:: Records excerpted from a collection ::
---

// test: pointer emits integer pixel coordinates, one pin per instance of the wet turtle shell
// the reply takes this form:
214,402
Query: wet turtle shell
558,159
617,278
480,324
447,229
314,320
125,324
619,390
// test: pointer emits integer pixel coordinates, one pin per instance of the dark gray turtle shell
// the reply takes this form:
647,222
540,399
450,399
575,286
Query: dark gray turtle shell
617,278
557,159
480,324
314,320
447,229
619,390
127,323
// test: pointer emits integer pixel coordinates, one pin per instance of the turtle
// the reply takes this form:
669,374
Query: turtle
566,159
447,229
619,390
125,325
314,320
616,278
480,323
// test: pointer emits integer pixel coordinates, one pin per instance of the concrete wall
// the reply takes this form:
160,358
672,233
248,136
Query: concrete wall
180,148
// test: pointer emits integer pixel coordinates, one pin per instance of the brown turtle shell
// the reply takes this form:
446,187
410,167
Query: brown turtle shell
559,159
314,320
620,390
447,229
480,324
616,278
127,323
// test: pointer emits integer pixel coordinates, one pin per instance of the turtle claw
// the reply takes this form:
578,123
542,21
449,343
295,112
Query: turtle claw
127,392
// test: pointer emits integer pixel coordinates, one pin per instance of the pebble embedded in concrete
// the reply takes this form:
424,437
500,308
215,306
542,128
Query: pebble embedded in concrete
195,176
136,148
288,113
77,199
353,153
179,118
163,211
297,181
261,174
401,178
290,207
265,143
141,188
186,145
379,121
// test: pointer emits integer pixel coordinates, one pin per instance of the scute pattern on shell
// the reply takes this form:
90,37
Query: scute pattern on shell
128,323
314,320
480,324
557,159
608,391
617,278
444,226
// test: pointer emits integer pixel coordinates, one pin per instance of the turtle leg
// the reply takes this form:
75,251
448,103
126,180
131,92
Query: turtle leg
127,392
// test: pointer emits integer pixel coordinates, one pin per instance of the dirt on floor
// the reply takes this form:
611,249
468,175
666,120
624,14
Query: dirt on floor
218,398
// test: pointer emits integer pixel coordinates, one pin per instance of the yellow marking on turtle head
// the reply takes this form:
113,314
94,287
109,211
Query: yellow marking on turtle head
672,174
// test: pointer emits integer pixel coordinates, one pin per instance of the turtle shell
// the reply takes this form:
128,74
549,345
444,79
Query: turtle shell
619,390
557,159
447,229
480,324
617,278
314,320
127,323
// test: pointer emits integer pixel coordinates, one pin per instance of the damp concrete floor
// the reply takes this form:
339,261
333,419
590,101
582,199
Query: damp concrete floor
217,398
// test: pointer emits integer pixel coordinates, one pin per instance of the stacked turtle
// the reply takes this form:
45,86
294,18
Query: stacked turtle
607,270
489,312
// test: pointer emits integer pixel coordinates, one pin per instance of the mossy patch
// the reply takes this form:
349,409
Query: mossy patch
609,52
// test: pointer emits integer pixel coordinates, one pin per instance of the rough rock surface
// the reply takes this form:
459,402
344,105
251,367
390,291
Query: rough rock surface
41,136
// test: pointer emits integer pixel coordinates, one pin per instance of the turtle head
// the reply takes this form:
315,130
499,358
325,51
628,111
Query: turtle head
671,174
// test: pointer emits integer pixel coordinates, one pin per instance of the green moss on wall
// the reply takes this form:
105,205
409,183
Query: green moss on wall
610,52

---

:: What you are asked to do ::
For this exercise, output the records in full, exactly.

:: Output of the exercise ::
// test: pointer emits integer pixel coordinates, one pin per instance of the wet turtle shell
// the reply takes this form:
214,402
Query: wet turtle shell
558,159
617,278
480,324
447,229
314,320
125,324
619,390
// test: pointer emits integer pixel coordinates, one pin per instance of the dark gray turtle shell
// the reply takes this form:
647,222
540,399
450,399
575,286
Query: dark gray turtle shell
617,278
557,159
480,324
314,320
447,229
619,390
127,323
// test: pointer emits integer pixel coordinates, one pin per instance of the turtle
// the reply takes this form:
669,374
Query: turtle
566,159
447,229
619,390
125,325
314,320
616,278
480,323
// test: pointer emits integer pixel coordinates, one pin per instance of the concrete wall
// the reply takes this form:
160,358
672,233
248,136
Query: concrete wall
180,148
// test: pointer emits integer pixel coordinates, one pin per instance of the brown turtle shell
// the reply takes this form:
446,187
410,167
Query: brown turtle shell
559,159
314,320
620,390
447,229
480,324
616,278
127,323
// test: pointer emits integer pixel coordinates, one pin per instance of the turtle claw
// the reply takes this form:
578,123
542,21
449,343
295,112
Query: turtle claw
127,392
// test: pointer emits integer pixel coordinates, one pin per instance of the pebble embedded in concrete
// the reply takes this form:
424,437
500,308
215,306
542,128
Query: pebble embedded in concrete
195,176
136,148
288,113
77,199
353,153
179,118
163,211
297,181
261,174
401,178
290,207
265,143
141,188
186,145
379,121
// test: pointer emits integer pixel coordinates, one pin per instance of the scute pattern on shell
// the reply takes this form:
90,37
Query: scute pattern on shell
128,323
314,320
480,324
557,159
608,391
617,278
444,226
// test: pointer emits integer pixel coordinates, one pin per instance of the turtle leg
// the reply takes this form:
75,251
448,103
126,180
131,92
Query: turtle leg
127,392
// test: pointer emits integer pixel coordinates, one pin per instance of the dirt on floor
// the reply takes this form:
611,249
468,175
666,120
624,14
Query: dirt on floor
218,398
// test: pointer emits integer pixel coordinates, one pin per instance of the yellow marking on turtle head
// the reply takes this form:
113,314
94,287
109,211
Query: yellow marking on turtle head
672,174
// test: pointer emits integer pixel coordinates, one pin per instance of the turtle shell
// the reply takes this form:
128,74
549,345
444,79
Query: turtle shell
619,390
557,159
447,229
480,324
617,278
314,320
127,323
// test: pointer emits integer pixel coordinates, one pin per instance of the damp concrete floor
// the reply takes this form:
339,261
333,419
590,101
582,199
Query: damp concrete floor
217,398
// test: pointer emits integer pixel coordinates, one pin per instance of the stacked turtle
// the reply takes this form:
45,86
294,18
Query: stacked turtle
607,270
489,312
// test: pointer emits integer pixel coordinates, one pin per instance of the mossy patch
// the reply takes this form:
349,409
Query: mossy patch
609,52
// test: pointer emits integer pixel coordinates, one pin per instance of the rough rock surface
// the reply takes this form:
459,402
344,105
251,367
390,291
Query: rough rock surface
41,136
// test: pointer emits integer pixel coordinates, one pin per instance of the turtle head
// the reply takes this form:
315,130
499,358
325,51
628,111
Query: turtle head
671,174
// test: pointer emits integer pixel coordinates, one pin per instance of the green moss on wall
// the reply takes this form:
105,205
409,183
Query: green moss on wall
610,52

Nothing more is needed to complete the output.